## Requirement
Exact wording is required for every entry; transcribe all of them and leave the images out.

_ _ _ _

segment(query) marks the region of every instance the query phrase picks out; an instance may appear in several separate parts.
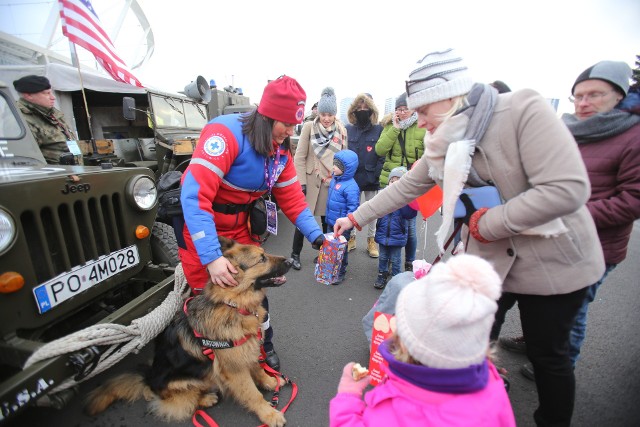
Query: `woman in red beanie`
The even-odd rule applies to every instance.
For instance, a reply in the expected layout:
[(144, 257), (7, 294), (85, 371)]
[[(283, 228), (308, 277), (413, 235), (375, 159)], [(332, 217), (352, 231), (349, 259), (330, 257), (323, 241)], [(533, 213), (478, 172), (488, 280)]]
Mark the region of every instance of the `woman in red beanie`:
[[(263, 195), (270, 199), (273, 194), (305, 237), (314, 246), (322, 244), (322, 230), (307, 207), (289, 151), (305, 101), (300, 84), (282, 76), (267, 84), (257, 110), (216, 117), (202, 130), (181, 193), (185, 226), (179, 254), (193, 293), (209, 280), (222, 287), (237, 285), (233, 276), (238, 271), (222, 256), (218, 236), (259, 245), (249, 228), (249, 207)], [(263, 305), (268, 311), (266, 298)], [(268, 315), (262, 326), (266, 361), (278, 370)]]

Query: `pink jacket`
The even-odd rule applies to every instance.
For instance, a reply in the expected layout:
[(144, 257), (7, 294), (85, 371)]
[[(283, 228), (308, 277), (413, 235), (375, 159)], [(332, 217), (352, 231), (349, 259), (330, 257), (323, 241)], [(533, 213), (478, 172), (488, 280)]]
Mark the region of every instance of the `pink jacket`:
[(468, 394), (437, 393), (387, 372), (384, 383), (367, 392), (338, 393), (331, 399), (330, 426), (515, 426), (502, 378), (489, 364), (489, 383)]

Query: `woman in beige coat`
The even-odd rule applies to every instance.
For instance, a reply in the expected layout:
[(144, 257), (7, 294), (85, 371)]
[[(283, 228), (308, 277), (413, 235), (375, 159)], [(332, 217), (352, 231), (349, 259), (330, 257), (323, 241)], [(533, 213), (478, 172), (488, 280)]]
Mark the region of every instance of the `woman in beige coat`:
[(361, 227), (437, 183), (443, 251), (462, 188), (495, 186), (502, 204), (467, 204), (462, 240), (468, 253), (493, 264), (518, 301), (538, 388), (536, 423), (568, 426), (575, 398), (569, 331), (587, 286), (604, 272), (578, 148), (542, 96), (529, 89), (498, 95), (473, 84), (453, 49), (426, 55), (409, 78), (408, 106), (427, 129), (422, 160), (392, 189), (338, 219), (334, 231)]
[[(327, 87), (318, 101), (318, 115), (302, 127), (293, 160), (309, 209), (314, 216), (320, 217), (322, 231), (325, 233), (327, 224), (324, 214), (333, 170), (333, 155), (347, 148), (347, 131), (336, 118), (337, 112), (335, 92), (333, 88)], [(300, 252), (303, 242), (303, 234), (296, 229), (291, 249), (293, 268), (296, 270), (302, 268)]]

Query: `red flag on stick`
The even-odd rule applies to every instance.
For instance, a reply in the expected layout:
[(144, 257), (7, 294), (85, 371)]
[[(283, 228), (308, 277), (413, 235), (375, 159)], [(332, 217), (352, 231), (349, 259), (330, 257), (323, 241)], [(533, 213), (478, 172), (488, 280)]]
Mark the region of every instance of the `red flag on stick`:
[(117, 55), (89, 0), (58, 0), (58, 3), (62, 33), (72, 43), (91, 52), (114, 80), (143, 87)]

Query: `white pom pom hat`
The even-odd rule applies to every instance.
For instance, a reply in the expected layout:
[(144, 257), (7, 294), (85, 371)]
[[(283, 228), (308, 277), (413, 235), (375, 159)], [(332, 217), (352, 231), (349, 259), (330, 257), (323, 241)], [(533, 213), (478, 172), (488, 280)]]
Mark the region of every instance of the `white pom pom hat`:
[(457, 255), (407, 285), (396, 319), (409, 354), (430, 368), (458, 369), (487, 357), (502, 281), (484, 259)]

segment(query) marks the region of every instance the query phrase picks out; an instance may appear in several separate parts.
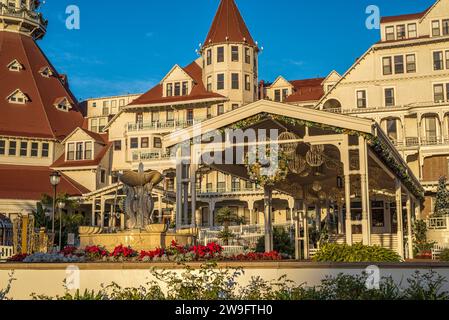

_ _ _ _

## Response box
segment(query) marks the region of every instance the query phrase picks out; an instance may appear in several separate parts.
Query: `woman in red beanie`
The even-odd rule applies to every instance.
For instance, a reply in the expected layout:
[(144, 257), (7, 294), (85, 371)]
[[(283, 228), (308, 277), (413, 235), (375, 159)], [(332, 217), (352, 231), (349, 259), (330, 257), (323, 241)], [(533, 213), (478, 172), (488, 280)]]
Mark the region of every instance of the `woman in red beanie`:
[[(263, 195), (270, 199), (273, 194), (305, 237), (314, 246), (322, 244), (322, 230), (307, 207), (289, 151), (305, 101), (300, 84), (282, 76), (267, 84), (257, 110), (216, 117), (202, 130), (181, 193), (185, 226), (179, 254), (193, 293), (209, 280), (222, 287), (237, 285), (233, 276), (238, 271), (222, 256), (218, 236), (259, 245), (249, 228), (249, 207)], [(263, 305), (268, 311), (266, 298)], [(268, 315), (262, 326), (266, 361), (278, 370)]]

Query: `pink jacket`
The even-odd rule applies to every instance.
For instance, a reply in the expected layout:
[(144, 257), (7, 294), (85, 371)]
[[(283, 228), (308, 277), (413, 235), (375, 159)], [(332, 217), (352, 231), (349, 259), (330, 257), (323, 241)], [(533, 213), (478, 172), (488, 280)]]
Mark the region of every instance of the `pink jacket`:
[(468, 394), (437, 393), (387, 372), (384, 383), (367, 392), (338, 393), (331, 399), (330, 426), (515, 426), (502, 378), (489, 364), (489, 383)]

Query: `woman in beige coat`
The even-odd rule applies to every instance.
For instance, a reply in the expected layout:
[(144, 257), (7, 294), (85, 371)]
[[(283, 228), (308, 277), (413, 235), (375, 159)], [(332, 217), (352, 231), (349, 259), (330, 257), (323, 241)], [(533, 213), (478, 172), (488, 280)]]
Mark the region of every instance of the `woman in beige coat`:
[(361, 227), (437, 183), (443, 251), (462, 188), (495, 186), (502, 204), (467, 204), (462, 240), (468, 253), (493, 264), (518, 301), (538, 388), (536, 423), (568, 426), (575, 398), (569, 331), (587, 286), (604, 272), (578, 148), (542, 96), (529, 89), (498, 95), (473, 84), (453, 49), (426, 55), (409, 78), (408, 106), (427, 129), (422, 160), (392, 189), (338, 219), (334, 231)]
[[(327, 87), (318, 101), (318, 115), (302, 127), (293, 160), (309, 209), (314, 216), (320, 217), (322, 231), (325, 233), (327, 224), (324, 214), (333, 170), (333, 155), (347, 148), (347, 131), (336, 118), (337, 112), (335, 92), (333, 88)], [(300, 252), (303, 242), (303, 234), (296, 229), (291, 249), (293, 268), (296, 270), (302, 268)]]

Query: `red flag on stick`
The even-odd rule applies to every instance.
For instance, a reply in the expected layout:
[(144, 257), (7, 294), (85, 371)]
[[(283, 228), (308, 277), (413, 235), (375, 159)], [(332, 217), (352, 231), (349, 259), (330, 257), (323, 241)], [(533, 213), (478, 172), (488, 280)]]
Mark the region of every instance of the `red flag on stick`:
[(117, 55), (89, 0), (58, 0), (58, 3), (62, 33), (72, 43), (91, 52), (114, 80), (143, 87)]

Query: `white pom pom hat`
The even-odd rule applies to every instance.
For instance, a reply in the expected layout:
[(144, 257), (7, 294), (85, 371)]
[[(283, 228), (308, 277), (413, 235), (375, 159)], [(332, 217), (352, 231), (349, 259), (330, 257), (323, 241)], [(533, 213), (478, 172), (488, 280)]]
Mark the region of every instance of the `white pom pom hat`:
[(457, 255), (407, 285), (396, 319), (409, 354), (430, 368), (458, 369), (487, 357), (502, 281), (484, 259)]

segment(query) marks the region of every instance the query phrase picks out; an instance may appear in several separate parts.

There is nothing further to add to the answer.